→ **Treść polecenia 1**
Proszę wymienić wszystkie pseudonimy zakończone dwukropkiem, które poprzedzają poszczególne akapity we fragmencie zatytułowanym „Warszawa”.
→ **Treść polecenia 2**
Proszę rozwinąć fragment zatytułowany „Warszawa”, dopisując jego dalszy ciąg po ostatnim zamieszczonym zdaniu.

══ Fragment ══

Warszawa
-
-
Kuba1001
Wiewiur:
‐ Więc… ‐ westchnął ktoś, a później odezwał się głębokim, zachrypniętym basem: ‐ Kolejny, tak?
Killer:
Liczne bandy szabrowników i im podobnych, które były tu przed Tobą, raczej nie ułatwiły tego zadania.
Zohan:
Znalazłeś kryjówkę na klatce schodowej jednego z bloków, lecz co dalej?
Bog:
‐ Dotrzymałem swojej części umowy, Twoja kolej. ‐ powiedział mężczyzna, a Ty usłyszałaś gardłowe pomruki, a potem kroki licznych osób taszczących coś w kierunku samochodu i ładujących tam owy towar. Po chwili sam samochód odjechał i zostałaś sama. No, prawie.
‐ Zdejmę Ci ten knebel i szmatkę z oczu, ale pod warunkiem, że nie będziesz krzyczeć. Rozumiesz? ‐ spytał jakiś inny człowiek, a Twoją jedyną możliwością jest kiwnąć głową. -
-
-
-
-
Kuba1001
Wiewiur:
‐ Jestem tym od zadawania pytań, a Ty masz na nie odpowiadać.
Killer:
Problem był taki, że wszystko zostało rozkradzione dawno temu, a nie dość, że wszystko, to najpewniej wszędzie. A przynajmniej w tej części miasta.
Zohan:
Nic takiego się nie stało, zaś znalezienie broni palnej w mieszkaniu cywilnym, do tego sprawnej, działającej i naładowanej było równie możliwe, jak odkrycie leku, dzięki któremu mieszkańcy globu przestaną zżerać się wzajemnie.
Bog:
Po chwili miałaś już wolne oczy i usta, dzięki czemu zobaczyłaś grupkę trzech mężczyzn w średnim wieku, wyglądających jak typowy ocalony: Najróżniejsze, przeważnie skórzane lub niekrępujące ruchów ubrania, liczne dodatki w postaci kolców na podeszwach lub czubkach butów, naramienników, karwaszów, nagolenników i napierśników ze złomu, a także prymitywna broń w postaci własnoręcznie skleconych kołczanów pełnych strzał i łuków, choć jeden miał też pistolet w kaburze, a przynajmniej coś co go przypominało tkwiło w niej. -
-
-
-
-
Kuba1001
Wiewiur:
‐ Jedno już zadałem, więc wystarczy.
Killer:
Akurat ciężko określić, gdzie możesz liczyć na jakieś łupy… Niemniej, po podjęciu marszu zauważyłeś, że jedną z (chyba) możliwych drug blokuje spora grupa Zombie licząca kilkanaście osobników.
Bog:
‐ Tak jakby Cię ocaliliśmy, także wiesz… Może trochę więcej wdzięczności? ‐ spytał jeden z mężczyzn.

═══
══ Zestawienie ══

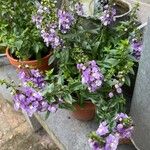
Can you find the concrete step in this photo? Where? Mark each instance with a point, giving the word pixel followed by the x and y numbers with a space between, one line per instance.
pixel 69 133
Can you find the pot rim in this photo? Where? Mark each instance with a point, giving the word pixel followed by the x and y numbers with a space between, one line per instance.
pixel 17 60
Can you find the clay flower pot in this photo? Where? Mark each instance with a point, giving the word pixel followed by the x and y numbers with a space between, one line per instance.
pixel 85 113
pixel 41 64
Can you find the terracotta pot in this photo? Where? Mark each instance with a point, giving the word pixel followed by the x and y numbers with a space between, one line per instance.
pixel 41 64
pixel 85 113
pixel 125 141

═══

→ **Odpowiedź 1**
Wiewiur, Killer, Zohan, Bog

→ **Odpowiedź 2**
Zohan:
Otworzenie nie było trudne, a w środku nie zastałeś prawie nic. Szabrownicy i im podobni zdążyli skutecznie ogołocić mieszkania ze wszystkiego, co nie było zbyt solidnie przymocowane do podłóg i ścian. -
-
-
-
-
Kuba1001
Wiewiur:
‐ Dlaczego Ty? I dlaczego tutaj?
Killer:
Po dachach? Samo wejście na dach może być problematyczne, a jeśli wziąć pod uwagę fakt, że masz spore szans na spadnięcie w dół…
Zohan:
Poszło sprawnie, lecz co teraz?
Bog:
‐ Mówią na nas… No właściwie to nijak na nas mówią, nie jesteśmy w końcu żadną grupą, frakcją czy organizacją, tylko grupą straceńców. ‐ wyjaśnił jeden z mężczyzn.
‐ Ocaleńców. ‐ sprecyzował drugi.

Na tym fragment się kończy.